-- Quoted text --
--------------------------------

FIG. 11 illustrates an embodiment of communication services to vehicle subsystems. A CAN transceiver is connected to a CPU in a vehicle and to an external bus, which is connected to a vehicle subsystem 1110. A software stack is connected to the CPU for augmenting CAN headers for packets 1120. Software is configured to translate messages from a remote network format to a CAN format 1130. Software is also configured for a provisioning process of external communications protocol 1140.

Vehicle Power Systems Control Extensibility System

Electric and plug-in hybrid electric vehicles benefit greatly from on-board charge-management controllers. Such controllers can harmonize a vehicle's electricity consumption with the needs of the power grid. However, price-sensitivity time-to-market concerns, or a lack of standardization, can preclude the factory installation of these charge management controllers.

It is desirable that vehicles without factory-equipped charge controllers have the capacity to be upgraded with an after-market controller. A vehicle can be upgradable by providing a physical and software interface to allow the installation of a charge controller. This interface may include: a physical interface to the vehicle's CAN-bus, via an electrical contact plug; a standardization of software messages that are to be sent over the CAN-bus to control charging; and, a physical location for the charge controller to reside, where the CAN interface plug must be located.

--------------------------------

-- Exercise requirements --
**1.** From the vehicle CAN-bus text, list each reference number given in the description of FIG. 11, along with the item it marks.
**2.** Pick up the vehicle CAN-bus text after its final sentence and carry it forward.

-- Listed records --
--------------------------------

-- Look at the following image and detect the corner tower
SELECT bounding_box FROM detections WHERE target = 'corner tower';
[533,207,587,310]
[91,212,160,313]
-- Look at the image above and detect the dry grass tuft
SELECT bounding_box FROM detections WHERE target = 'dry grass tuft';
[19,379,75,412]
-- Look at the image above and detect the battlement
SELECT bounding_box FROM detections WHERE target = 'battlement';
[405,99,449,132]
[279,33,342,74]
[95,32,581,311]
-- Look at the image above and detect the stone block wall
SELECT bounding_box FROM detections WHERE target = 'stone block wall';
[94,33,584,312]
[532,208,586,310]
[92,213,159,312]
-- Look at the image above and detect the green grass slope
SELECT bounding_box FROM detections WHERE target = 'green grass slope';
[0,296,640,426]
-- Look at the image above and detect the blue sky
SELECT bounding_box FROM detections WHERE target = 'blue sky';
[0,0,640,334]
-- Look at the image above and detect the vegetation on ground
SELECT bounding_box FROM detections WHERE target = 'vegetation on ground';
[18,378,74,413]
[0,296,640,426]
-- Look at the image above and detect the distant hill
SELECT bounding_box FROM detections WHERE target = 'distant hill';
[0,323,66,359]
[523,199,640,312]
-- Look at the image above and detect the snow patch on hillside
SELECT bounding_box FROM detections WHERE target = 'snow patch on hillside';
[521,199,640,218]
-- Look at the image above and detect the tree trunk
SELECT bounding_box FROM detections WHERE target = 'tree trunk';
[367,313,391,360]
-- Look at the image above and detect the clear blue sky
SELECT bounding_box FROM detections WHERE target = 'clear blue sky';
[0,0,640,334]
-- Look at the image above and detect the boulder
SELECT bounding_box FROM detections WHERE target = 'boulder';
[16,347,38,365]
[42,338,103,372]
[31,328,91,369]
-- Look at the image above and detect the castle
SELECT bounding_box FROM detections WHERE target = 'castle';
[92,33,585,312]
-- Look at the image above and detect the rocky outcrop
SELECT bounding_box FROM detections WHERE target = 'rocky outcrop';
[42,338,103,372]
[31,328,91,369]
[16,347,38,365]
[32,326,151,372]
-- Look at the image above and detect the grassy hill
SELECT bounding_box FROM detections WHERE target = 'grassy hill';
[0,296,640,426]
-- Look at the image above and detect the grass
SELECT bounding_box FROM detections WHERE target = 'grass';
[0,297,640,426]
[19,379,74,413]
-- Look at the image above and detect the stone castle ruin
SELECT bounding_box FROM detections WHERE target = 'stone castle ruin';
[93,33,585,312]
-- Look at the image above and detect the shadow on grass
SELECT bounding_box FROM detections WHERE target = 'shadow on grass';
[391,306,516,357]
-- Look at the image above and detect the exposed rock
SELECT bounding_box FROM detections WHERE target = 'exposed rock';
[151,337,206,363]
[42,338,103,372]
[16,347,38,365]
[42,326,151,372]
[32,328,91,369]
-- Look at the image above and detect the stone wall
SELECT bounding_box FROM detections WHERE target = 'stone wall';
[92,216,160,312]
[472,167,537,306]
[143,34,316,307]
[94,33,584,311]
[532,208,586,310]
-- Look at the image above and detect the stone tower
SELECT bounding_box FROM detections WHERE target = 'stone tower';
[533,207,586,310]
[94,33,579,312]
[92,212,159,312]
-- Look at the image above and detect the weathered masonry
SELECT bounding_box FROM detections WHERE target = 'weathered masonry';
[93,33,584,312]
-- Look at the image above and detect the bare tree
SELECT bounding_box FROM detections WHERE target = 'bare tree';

--------------------------------

-- Results in order --
**1.**
1110: a vehicle subsystem, connected to the external bus
1120: augmenting CAN headers for packets, done by the software stack connected to the CPU
1130: translating messages from a remote network format to a CAN format
1140: a provisioning process of external communications protocol

**2.**
Vehicles may be sold without the ability to communicate with off-vehicle networks or systems, and therefore without the ability to coordinate their charging behavior with a central authority or server. A vehicle manufacturer that recognizes the benefit of charge management may opt to not include charge management, due to reasons such as price sensitivity, time-to-market concerns, or a lack of standardization. In these situations, it is beneficial for vehicles to be easily upgradable through the installation of a communications module or charge management module. Such upgradability can be managed by clearly defining the physical, electrical and software interfaces between a communications module and the vehicle.

The mechanical interface may include a physical location for the module to be installed in the vehicle. This physical location provides access to the electrical/signaling interface, provides a particular level of environmental protection, and accommodate a particular size and shape of add-on modules.

The electrical/signaling interface may include a standardized connector to the vehicle's standardized internal communications bus, such as CAN-bus, and a standardized connector to an electrical supply. In some vehicles, the vehicle's communications bus can be a non-electrical standard, such as a Fiber-optic based system. While such a system may not be compatible with electrically signaled CAN based systems, the general principle of the extension interface can still apply.

The software interface defines the protocol messages by which the expansion module interfaces with existing modules in the vehicle.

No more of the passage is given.